Start of Excerpted passage

Australia's social welfare state is lauded by many as reasonably well-targeted, but Ostry and his IMF colleagues estimated us to be close to the critical threshold whereby any further redistribution would be associated with falling growth rates.
Despite its popularity by inequality economists there is a more fundamental question as to whether the Gini coefficient itself represents the most useful measurement of inequality in the first place.
Some economists have been critical of the predominating usage of Gini during the contemporary inequality debate given the numerous limitations of the measure, say, in relation to the treatment of non-cash benefits and how demographic changes affect the coefficient results.
The Gini coefficient provides low informational content in that it is difficult to infer to what extent the measured inequality is wrought by beneficial changes, such as improved productivity or market-tested entrepreneurship, or by malign changes such as economic cronyism and corruption.
And the Gini cannot appropriately account for the degree and breadth of changes in economic and social opportunities, nor the mass improvements in living standards enjoyed over the past few decades and even longer.
Indeed, classical liberals have stressed that relative income changes, as reflected in movements in the Gini coefficient over time, do not necessarily provide the insight needed to establish whether economic conditions have improved on a broad scale.
In her critical review of Thomas Piketty's work, economic historian Deirdre McCloskey argues that the size of Gini is "irrelevant to the noble and ethically relevant purpose of raising the poor to a condition of dignity".
Elsewhere, McCloskey refuted the notion the poor are getting poorer: "Millions more have gas heating, cars, smallpox vaccinations, indoor plumbing, cheap travel, rights for women, lower child mortality, adequate nutrition, taller bodies, doubled life expectancy, schooling for their kids, newspapers, a vote, a shot at university, and respect."
The redistributive approach pursued by Chifley appears grounded, to some extent, upon an economic view that diminishing marginal utility of income implies that poorer people value an extra dollar in their hand far more than a wealthy person already in possession of many dollars.
But a key dilemma is that forcibly redistributing incomes, or other rewards emanating from the production process, could potentially reduce the available total bounty (including resources that could be redistributed) in future.
As philosopher David Schmidtz described it in his book The Elements of Justice, "the society takes seed corn out of production and diverts it to current consumption, thereby cannibalising itself".
Now, there should always be some place in civil society for charitable contributions to the needy, and influential liberals like Milton Friedman and Friedrich Hayek agree a lean, efficient public sector "safety net" should complement charity.

End of Excerpted passage
Start of Data segment

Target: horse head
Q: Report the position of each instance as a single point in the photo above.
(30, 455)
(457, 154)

End of Data segment

• **Instructions to follow**
Can you update the passage on inequality by reproducing everything from "As philosopher David" down to "should complement charity.", swapping "seed corn" for "seed grain"? The data were taken from a separate source.

• **Expected answer**
As philosopher David Schmidtz described it in his book The Elements of Justice, "the society takes seed grain out of production and diverts it to current consumption, thereby cannibalising itself".
Now, there should always be some place in civil society for charitable contributions to the needy, and influential liberals like Milton Friedman and Friedrich Hayek agree a lean, efficient public sector "safety net" should complement charity.